(Pointing dataset extracts)

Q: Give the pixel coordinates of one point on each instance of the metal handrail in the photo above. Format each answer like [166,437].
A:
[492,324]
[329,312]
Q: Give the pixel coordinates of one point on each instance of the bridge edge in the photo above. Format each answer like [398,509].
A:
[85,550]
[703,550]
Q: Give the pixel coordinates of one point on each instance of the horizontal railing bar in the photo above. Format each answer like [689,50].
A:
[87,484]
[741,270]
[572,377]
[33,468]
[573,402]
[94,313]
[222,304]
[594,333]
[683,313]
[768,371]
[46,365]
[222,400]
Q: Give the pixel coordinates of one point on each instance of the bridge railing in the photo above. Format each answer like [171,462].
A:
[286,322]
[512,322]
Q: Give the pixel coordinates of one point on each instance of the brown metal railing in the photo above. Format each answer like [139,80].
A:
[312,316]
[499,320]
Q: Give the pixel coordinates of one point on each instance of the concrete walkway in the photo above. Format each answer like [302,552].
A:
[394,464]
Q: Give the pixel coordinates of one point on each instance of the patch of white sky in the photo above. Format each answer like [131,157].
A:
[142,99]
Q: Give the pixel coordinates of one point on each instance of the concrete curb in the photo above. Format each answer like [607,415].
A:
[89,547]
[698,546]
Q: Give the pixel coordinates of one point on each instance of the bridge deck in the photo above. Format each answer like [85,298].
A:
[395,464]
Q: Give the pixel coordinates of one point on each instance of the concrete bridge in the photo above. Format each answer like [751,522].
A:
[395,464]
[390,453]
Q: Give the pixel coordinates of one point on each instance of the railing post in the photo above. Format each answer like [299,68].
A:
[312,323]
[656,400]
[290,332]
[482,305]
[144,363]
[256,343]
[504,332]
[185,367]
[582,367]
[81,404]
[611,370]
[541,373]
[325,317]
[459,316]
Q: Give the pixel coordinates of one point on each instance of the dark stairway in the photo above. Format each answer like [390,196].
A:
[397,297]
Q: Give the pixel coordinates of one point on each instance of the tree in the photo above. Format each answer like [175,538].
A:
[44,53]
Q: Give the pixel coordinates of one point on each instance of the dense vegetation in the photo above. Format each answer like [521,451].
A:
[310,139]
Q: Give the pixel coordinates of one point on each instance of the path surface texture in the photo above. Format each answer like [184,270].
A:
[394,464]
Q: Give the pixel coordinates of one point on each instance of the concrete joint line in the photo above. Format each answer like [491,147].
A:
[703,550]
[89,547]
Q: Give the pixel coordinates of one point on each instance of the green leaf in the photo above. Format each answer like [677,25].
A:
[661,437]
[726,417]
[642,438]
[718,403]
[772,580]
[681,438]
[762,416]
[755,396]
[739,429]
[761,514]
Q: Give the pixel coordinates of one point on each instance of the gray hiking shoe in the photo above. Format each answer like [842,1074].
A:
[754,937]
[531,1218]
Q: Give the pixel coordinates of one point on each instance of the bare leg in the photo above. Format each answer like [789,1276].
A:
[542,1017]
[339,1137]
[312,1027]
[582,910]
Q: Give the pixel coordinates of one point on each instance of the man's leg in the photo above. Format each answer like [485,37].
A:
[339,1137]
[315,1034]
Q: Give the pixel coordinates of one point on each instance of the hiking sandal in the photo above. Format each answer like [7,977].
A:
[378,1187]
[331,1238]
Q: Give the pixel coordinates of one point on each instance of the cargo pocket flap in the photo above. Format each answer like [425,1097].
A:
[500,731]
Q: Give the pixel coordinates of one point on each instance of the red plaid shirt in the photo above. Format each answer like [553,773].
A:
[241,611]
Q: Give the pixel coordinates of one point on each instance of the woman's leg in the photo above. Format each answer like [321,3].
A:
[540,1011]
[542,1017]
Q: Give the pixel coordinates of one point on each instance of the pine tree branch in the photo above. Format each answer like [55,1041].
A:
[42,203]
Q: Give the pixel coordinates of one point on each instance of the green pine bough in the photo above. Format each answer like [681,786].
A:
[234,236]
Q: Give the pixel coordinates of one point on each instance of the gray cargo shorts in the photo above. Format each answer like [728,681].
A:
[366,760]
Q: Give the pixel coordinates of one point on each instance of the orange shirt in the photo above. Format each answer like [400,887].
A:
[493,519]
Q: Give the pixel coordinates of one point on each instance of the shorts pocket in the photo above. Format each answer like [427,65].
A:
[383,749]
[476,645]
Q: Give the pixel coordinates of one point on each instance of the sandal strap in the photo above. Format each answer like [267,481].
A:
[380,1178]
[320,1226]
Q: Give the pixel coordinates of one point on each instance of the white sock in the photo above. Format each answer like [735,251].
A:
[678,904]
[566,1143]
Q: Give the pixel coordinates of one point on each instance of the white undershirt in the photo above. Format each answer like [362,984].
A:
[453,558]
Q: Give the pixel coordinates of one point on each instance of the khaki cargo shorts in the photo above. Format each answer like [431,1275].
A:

→ **WHAT IS NEEDED**
Revise the lines above so that every occurrence of "pixel coordinates" becomes "x,y coordinates", leaving all other text unchanged.

→ **COMPLETED TASK**
Q: Give the x,y coordinates of one point on each instance of the metal handrail in the photo above. Format each answer like [166,437].
A:
[492,324]
[329,312]
Q: Give the x,y coordinates of one point on each instance of the bridge edge in the photo above. Format each answer like [398,509].
A:
[85,550]
[703,550]
Q: Give the x,y coordinates of one point on each instance of the horizontal railing bar in the photo above. Format each answer like [689,50].
A:
[87,484]
[741,270]
[572,377]
[33,468]
[573,402]
[94,313]
[222,304]
[594,333]
[683,313]
[768,371]
[46,365]
[222,400]
Q: Give the x,y coordinates of one point on each instance of the bridge railing in the photo above. Format each answer like [171,462].
A:
[286,322]
[512,322]
Q: Give the x,y coordinates of one point on each instance of the brown metal railing in the photo above. Format each answer like [139,80].
A:
[312,316]
[499,320]
Q: Give the x,y coordinates of one point on each instance of the concrete walkway in the photo above. Format each answer like [302,552].
A:
[394,464]
Q: Give the x,y coordinates of one point on each instance of the patch of white sky in the photo above. Format each answer like [131,157].
A:
[142,99]
Q: Give the x,y coordinates of one point on each instance of the concrete curb in the photo above. Format each answer like [607,415].
A:
[89,547]
[698,546]
Q: Give the x,y coordinates of one point on each instance of the bridge deck in the photo above. Format each answer like [85,298].
A:
[395,464]
Q: Give the x,y coordinates of one point on each instance of the concrete bridge in the photo above. Format each answer like [751,522].
A:
[395,464]
[390,453]
Q: Give the x,y coordinates of one point on each instance of the railing post in the photo above. Format each answer like [299,68].
A:
[312,323]
[656,400]
[290,332]
[482,305]
[144,363]
[256,343]
[504,332]
[185,367]
[582,367]
[81,404]
[611,370]
[541,373]
[325,317]
[459,316]
Q: Give the x,y coordinates of one point on each instance of the dark stairway in the photo above. Format each answer like [390,196].
A:
[397,297]
Q: Give the x,y coordinates of one point on each instance of the tree in the photo above. Format each answer like [175,538].
A:
[44,53]
Q: Give the x,y coordinates of one point on each instance of the dense vegetation in the photo above. Format each answer like [521,451].
A:
[310,139]
Q: Give the x,y coordinates of one point on each instance of the path surface texture in the photo above. Format each answer like [184,270].
A:
[394,464]
Q: Give the x,y coordinates of one point on each instance of the concrete joint line in the photo above. Format each answer like [491,147].
A:
[703,550]
[89,547]
Q: Give the x,y coordinates of one point on each instance of the green leaf in the photo above. Format each answer like [677,25].
A:
[661,437]
[726,417]
[642,438]
[718,403]
[772,580]
[681,438]
[762,416]
[755,396]
[739,429]
[761,514]
Q: Give the x,y coordinates of one point on each instance of the gray hiking shoe in the photo above. Format each answer like [842,1074].
A:
[754,937]
[531,1218]
Q: Give the x,y coordinates of one point on each instance of the bare leg in the photo above. Format each answer like [789,1276].
A:
[542,1017]
[339,1137]
[312,1027]
[582,910]
Q: Give the x,y coordinates of one point on each instance of the man's leg in the photo above. Format each answer like [485,37].
A:
[339,1137]
[315,1034]
Q: Give the x,y coordinates of one point on each instance of the hiking sandal in the photo above. Format each answer like [7,977].
A:
[378,1187]
[331,1238]
Q: Give the x,y coordinates of one point on each instance of the cargo pocket flap in the photo above. Format each answer like [425,1097].
A:
[500,731]
Q: Give the x,y coordinates of one point on each instance of the red plaid shirt in the photo above. Format each answer like [553,773].
A:
[241,611]
Q: Give the x,y coordinates of one point on each instance of the woman's leg in the photo above. Format each answer like [321,3].
A:
[540,1011]
[542,1017]
Q: Give the x,y coordinates of one point on each instance of the pine tree branch in the photo above. Format each answer like [55,1041].
A:
[42,203]
Q: Give the x,y coordinates of one point on each instance of the green pine bough in the photo above. Format each answer like [681,786].
A:
[234,236]
Q: Give the x,y coordinates of one point on each instance of the gray cargo shorts in the photo above. Format each answer like [728,681].
A:
[366,760]
Q: Give the x,y coordinates of one point on each instance of the orange shirt in the photo above. Format each answer like [400,887].
A:
[493,519]
Q: Give the x,y coordinates of one point on each instance of the shorts pocket in the photo above. Format each answer like [427,65].
A:
[383,749]
[476,645]
Q: Give the x,y coordinates of one point on each instance of the sandal strap in the photo above. Format each answer like [267,481].
A:
[380,1178]
[320,1226]
Q: Give the x,y coordinates of one point on each instance of the white sock in the photo above. Format each answer like [735,251].
A:
[678,904]
[566,1143]
Q: Give the x,y coordinates of one point on each instance of the white undershirt in the photo above. Format each answer like [362,984].
A:
[453,558]
Q: Give the x,y coordinates of one point on each instance of the khaki cargo shorts in the photo above. Format each answer like [431,1275].
A:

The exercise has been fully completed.